» **Exercise directions**: Reproduce the lines of the items below word for word, from the line containing "Report the position of every instance of the large" to the line containing "pixel 479 364", including both of those lines.
-- Start Dataset records --
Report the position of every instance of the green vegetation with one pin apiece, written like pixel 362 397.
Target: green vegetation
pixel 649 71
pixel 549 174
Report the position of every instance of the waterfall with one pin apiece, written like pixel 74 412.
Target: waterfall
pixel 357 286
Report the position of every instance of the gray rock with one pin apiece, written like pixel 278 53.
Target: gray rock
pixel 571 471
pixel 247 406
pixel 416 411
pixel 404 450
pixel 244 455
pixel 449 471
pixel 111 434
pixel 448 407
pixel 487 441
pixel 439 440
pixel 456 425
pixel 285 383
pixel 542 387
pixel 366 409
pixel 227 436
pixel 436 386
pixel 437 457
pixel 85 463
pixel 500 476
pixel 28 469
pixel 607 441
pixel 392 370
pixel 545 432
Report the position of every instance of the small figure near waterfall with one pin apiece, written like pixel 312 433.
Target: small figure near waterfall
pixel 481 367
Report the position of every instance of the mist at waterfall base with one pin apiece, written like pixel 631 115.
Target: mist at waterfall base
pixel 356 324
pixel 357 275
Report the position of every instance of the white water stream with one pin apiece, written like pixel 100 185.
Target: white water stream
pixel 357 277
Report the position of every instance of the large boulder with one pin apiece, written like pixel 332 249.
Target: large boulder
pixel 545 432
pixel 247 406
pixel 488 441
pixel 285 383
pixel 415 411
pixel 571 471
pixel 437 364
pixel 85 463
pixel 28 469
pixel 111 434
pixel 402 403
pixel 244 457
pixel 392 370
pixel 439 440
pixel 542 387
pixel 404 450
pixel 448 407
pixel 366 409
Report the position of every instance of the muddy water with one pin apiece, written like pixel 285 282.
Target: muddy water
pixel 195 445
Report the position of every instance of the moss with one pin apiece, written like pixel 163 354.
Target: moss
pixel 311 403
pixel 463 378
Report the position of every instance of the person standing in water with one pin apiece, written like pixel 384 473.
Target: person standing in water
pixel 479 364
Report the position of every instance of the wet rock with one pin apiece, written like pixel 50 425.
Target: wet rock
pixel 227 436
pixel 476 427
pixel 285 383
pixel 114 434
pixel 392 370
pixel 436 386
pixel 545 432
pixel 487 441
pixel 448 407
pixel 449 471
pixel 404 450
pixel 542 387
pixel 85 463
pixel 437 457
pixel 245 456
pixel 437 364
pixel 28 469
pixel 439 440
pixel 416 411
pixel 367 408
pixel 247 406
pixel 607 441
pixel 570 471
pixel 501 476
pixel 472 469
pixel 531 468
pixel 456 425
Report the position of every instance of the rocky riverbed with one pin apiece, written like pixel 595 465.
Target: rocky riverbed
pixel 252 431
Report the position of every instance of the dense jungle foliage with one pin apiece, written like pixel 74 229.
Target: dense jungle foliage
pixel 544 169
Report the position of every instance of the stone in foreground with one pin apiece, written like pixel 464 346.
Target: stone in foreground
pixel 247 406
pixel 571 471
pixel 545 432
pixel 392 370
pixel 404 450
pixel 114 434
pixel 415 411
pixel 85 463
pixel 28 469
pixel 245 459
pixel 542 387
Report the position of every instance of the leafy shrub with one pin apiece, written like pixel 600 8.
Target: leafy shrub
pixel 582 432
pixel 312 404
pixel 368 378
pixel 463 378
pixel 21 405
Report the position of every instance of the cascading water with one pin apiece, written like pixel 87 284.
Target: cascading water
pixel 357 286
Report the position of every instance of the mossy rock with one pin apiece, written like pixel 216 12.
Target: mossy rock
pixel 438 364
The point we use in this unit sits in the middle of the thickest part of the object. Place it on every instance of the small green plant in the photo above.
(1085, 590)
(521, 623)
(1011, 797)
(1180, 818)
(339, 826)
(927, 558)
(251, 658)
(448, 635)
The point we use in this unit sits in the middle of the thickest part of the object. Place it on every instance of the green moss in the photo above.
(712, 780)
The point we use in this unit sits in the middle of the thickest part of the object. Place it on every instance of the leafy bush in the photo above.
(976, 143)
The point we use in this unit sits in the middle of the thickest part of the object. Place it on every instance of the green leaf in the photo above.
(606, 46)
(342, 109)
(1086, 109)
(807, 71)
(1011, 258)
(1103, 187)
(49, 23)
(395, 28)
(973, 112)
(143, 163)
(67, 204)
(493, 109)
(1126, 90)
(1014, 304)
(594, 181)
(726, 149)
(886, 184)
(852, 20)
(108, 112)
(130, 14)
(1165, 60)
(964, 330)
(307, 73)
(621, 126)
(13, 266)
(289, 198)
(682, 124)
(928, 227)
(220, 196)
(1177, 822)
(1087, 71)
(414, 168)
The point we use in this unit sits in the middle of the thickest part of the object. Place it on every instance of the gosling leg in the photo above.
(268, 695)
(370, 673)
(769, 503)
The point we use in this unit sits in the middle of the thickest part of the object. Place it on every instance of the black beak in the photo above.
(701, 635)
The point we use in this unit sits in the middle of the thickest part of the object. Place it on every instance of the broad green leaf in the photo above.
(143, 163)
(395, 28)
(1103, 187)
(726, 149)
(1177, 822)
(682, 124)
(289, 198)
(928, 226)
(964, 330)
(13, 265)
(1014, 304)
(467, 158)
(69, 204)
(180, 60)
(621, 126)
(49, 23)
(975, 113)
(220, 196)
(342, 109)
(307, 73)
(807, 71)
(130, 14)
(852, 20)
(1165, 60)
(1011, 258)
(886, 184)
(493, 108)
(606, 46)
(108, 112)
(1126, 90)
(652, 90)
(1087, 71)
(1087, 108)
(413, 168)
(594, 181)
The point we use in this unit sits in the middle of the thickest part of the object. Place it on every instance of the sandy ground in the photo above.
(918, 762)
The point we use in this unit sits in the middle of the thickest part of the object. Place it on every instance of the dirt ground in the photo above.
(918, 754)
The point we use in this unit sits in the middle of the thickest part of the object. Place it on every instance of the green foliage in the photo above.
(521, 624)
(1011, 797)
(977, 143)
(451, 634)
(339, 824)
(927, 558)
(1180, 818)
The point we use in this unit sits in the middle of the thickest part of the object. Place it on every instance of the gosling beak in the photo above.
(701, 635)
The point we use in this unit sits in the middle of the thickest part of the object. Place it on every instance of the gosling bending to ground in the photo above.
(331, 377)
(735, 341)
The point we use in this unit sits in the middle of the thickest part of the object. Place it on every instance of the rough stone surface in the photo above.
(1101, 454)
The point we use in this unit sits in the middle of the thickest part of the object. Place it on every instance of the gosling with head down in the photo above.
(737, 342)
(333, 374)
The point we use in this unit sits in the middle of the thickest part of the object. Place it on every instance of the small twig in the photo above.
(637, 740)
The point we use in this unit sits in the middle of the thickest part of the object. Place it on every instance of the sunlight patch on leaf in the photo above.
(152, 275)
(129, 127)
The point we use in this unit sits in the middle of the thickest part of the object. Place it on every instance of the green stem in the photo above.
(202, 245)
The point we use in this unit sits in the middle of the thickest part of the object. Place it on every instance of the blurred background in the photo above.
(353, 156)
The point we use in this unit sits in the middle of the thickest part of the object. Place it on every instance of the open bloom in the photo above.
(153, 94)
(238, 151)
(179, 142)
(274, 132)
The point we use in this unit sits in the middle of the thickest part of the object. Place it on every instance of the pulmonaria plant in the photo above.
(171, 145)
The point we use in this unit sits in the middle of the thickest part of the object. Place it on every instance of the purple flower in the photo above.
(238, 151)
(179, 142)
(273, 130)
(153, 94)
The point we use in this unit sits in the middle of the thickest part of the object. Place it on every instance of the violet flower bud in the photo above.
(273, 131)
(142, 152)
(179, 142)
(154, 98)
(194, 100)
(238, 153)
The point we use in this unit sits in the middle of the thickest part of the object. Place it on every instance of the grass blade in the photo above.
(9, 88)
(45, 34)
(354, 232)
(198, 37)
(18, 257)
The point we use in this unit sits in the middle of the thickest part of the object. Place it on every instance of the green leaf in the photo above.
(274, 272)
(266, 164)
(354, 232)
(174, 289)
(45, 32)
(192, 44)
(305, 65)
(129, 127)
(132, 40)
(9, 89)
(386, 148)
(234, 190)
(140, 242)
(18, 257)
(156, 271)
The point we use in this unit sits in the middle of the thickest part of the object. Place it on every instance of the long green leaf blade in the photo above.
-- End Dataset records --
» **The result**:
Report the position of every instance of the large boulder with one pin apiece, written like pixel 332 249.
Target: large boulder
pixel 545 432
pixel 247 406
pixel 488 441
pixel 285 383
pixel 415 411
pixel 571 471
pixel 437 364
pixel 85 463
pixel 28 469
pixel 111 434
pixel 402 403
pixel 244 457
pixel 392 370
pixel 439 440
pixel 542 387
pixel 404 450
pixel 448 407
pixel 366 409
Report the position of every instance of the muddy water with one pin apiece, written like pixel 285 282.
Target: muddy water
pixel 195 445
Report the position of every instance of the moss with one pin apiece, written like pixel 163 354.
Target: moss
pixel 311 403
pixel 463 378
Report the position of every instance of the person standing in water with one pin apiece, written like pixel 384 473.
Target: person standing in water
pixel 479 364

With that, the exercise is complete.